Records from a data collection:
▬▬▬

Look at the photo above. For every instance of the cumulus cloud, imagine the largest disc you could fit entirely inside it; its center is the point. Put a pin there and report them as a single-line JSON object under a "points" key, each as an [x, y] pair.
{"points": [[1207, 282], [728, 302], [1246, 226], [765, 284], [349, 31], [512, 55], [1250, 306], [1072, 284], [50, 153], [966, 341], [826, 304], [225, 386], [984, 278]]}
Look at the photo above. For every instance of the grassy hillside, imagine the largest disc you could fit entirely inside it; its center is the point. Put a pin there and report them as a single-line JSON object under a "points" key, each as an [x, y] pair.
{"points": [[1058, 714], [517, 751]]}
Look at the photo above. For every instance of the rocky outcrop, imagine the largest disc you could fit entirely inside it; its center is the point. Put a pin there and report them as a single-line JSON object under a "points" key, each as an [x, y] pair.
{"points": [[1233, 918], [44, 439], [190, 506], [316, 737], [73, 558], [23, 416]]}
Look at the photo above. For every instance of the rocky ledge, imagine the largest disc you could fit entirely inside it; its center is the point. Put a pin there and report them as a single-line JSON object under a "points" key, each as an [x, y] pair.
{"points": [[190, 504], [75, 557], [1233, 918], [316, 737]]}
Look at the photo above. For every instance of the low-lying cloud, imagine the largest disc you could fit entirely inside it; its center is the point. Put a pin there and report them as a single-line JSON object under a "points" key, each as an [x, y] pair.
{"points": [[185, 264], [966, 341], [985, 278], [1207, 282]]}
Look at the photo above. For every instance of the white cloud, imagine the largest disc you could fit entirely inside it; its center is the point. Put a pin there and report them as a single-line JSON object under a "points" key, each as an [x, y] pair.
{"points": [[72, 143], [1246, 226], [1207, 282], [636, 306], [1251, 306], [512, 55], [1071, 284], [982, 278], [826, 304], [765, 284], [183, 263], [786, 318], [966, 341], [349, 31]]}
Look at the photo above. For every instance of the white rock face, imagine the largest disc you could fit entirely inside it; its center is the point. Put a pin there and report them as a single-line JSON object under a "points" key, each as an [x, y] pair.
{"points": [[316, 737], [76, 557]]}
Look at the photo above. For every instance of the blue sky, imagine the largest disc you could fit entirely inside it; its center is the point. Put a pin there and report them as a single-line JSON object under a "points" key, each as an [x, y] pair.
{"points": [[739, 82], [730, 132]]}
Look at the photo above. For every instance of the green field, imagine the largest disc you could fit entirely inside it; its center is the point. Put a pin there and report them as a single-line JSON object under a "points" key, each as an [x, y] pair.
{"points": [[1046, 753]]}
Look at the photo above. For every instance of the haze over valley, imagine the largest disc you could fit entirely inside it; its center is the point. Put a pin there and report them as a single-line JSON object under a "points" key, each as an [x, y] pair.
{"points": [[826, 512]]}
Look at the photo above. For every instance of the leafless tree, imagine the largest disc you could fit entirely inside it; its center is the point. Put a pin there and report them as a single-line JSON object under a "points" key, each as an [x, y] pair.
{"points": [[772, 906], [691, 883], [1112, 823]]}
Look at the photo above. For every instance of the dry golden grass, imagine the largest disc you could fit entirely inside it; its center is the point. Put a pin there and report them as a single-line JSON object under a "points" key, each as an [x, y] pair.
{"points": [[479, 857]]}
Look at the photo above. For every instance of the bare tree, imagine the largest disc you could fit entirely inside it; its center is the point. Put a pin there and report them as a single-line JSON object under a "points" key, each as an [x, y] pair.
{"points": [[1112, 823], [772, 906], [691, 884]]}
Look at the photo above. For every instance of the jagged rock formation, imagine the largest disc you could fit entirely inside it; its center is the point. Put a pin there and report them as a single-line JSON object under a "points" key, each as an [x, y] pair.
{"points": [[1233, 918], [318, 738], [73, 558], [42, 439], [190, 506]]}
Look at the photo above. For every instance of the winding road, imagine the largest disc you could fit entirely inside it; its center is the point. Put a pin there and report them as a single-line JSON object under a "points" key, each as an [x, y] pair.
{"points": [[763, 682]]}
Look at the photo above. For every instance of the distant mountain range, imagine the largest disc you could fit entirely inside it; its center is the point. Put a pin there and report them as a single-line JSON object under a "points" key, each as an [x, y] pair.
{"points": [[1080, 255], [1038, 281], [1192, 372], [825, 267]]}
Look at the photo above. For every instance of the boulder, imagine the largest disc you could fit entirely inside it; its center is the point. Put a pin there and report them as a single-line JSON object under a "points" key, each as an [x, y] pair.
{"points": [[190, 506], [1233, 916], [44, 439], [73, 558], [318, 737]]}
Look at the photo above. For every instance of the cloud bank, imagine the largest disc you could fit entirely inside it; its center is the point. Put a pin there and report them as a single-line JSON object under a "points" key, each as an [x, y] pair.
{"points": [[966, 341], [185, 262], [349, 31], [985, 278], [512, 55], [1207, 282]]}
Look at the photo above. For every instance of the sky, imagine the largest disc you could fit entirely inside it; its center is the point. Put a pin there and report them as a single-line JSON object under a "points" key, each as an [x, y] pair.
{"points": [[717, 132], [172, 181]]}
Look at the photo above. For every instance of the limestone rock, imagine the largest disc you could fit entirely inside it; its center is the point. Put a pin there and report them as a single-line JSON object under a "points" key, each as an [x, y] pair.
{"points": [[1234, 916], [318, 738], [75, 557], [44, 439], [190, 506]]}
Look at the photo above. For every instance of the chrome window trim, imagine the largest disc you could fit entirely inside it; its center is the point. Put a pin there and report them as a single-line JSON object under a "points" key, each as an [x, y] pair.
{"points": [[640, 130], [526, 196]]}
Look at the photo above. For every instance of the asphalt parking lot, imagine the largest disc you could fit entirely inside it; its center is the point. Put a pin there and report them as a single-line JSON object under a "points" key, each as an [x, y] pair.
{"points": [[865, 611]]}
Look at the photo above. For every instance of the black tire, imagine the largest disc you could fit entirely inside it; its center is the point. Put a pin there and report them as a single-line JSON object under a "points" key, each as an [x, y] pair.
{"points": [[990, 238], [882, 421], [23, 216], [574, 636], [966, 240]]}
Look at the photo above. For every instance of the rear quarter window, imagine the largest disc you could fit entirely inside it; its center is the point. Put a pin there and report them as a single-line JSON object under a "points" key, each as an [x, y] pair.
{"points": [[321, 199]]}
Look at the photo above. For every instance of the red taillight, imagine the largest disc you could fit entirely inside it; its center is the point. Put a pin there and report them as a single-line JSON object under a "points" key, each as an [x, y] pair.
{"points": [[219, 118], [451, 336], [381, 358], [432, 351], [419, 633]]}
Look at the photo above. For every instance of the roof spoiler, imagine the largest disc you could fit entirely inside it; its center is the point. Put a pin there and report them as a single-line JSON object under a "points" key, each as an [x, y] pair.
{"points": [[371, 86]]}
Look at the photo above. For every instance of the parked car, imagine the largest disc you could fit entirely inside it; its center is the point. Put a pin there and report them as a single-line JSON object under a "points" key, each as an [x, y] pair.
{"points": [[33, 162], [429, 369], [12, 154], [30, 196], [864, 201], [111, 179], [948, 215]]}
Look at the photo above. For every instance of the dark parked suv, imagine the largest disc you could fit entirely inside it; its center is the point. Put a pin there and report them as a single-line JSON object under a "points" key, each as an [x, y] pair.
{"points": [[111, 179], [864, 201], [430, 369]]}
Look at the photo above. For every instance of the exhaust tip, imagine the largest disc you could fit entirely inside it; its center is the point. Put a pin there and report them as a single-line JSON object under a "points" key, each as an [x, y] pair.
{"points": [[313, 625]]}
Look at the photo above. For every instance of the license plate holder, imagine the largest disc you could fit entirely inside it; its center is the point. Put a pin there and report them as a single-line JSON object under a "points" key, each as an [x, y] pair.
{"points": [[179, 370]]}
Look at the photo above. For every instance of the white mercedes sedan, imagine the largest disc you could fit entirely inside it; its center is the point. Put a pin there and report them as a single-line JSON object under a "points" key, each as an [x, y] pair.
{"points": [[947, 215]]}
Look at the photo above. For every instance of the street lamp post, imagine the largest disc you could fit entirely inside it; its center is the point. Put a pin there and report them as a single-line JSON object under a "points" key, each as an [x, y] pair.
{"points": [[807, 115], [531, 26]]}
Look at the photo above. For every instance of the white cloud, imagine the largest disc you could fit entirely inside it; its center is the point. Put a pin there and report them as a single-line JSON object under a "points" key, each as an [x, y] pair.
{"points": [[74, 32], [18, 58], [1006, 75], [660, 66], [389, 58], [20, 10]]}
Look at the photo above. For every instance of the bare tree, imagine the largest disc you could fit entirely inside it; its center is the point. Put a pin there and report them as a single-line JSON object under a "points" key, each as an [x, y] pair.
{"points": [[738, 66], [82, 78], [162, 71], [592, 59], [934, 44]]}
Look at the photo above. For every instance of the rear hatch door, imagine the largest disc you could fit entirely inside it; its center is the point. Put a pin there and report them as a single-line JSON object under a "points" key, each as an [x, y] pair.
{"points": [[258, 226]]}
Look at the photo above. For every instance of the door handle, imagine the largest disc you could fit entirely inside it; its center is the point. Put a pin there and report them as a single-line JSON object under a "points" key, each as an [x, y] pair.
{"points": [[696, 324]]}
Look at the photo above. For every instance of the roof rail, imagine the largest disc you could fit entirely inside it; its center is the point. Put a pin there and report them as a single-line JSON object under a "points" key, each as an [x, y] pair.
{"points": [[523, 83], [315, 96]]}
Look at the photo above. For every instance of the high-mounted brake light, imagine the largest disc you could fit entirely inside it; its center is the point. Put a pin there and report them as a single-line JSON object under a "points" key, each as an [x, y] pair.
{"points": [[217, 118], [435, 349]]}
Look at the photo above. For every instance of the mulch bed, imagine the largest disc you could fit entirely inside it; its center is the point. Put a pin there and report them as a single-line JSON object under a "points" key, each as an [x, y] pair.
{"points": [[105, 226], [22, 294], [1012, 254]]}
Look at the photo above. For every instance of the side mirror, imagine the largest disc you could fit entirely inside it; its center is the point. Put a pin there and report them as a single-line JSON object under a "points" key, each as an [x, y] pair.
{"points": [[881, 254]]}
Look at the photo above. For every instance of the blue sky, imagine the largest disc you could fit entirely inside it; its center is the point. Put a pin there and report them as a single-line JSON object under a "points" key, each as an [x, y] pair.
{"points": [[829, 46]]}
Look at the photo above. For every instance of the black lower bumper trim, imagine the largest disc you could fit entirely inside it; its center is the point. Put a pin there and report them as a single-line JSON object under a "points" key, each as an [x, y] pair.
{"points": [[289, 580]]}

▬▬▬

Exactly as written, give again every line from the one containing "Look at the photo above. For every instance of the side" through the last line of the material above, and no other lines.

▸ **Expected answer**:
Look at the photo above. For every instance of the side mirror, imagine the largest disc you could fit entirely inside it; its center is the point. Put a pin there and report them as a single-line JSON object under a "points" key, each as an [x, y] pair.
{"points": [[881, 254]]}
Look at the photo above. For every instance of the blue sky, imagine the largest disc you could fit entirely inside it; its center is the point. Put a pin there and report them as a single-line JSON object under a "points" key, each as an [x, y] pair.
{"points": [[829, 46]]}
Look at the photo above. For every instance of the black lower bumper trim, imagine the largest disc you could fit entirely inside it; its center is the point. Put a pin there and report them as a single-line JSON object under a "points" key, each as an [x, y] pair.
{"points": [[289, 580]]}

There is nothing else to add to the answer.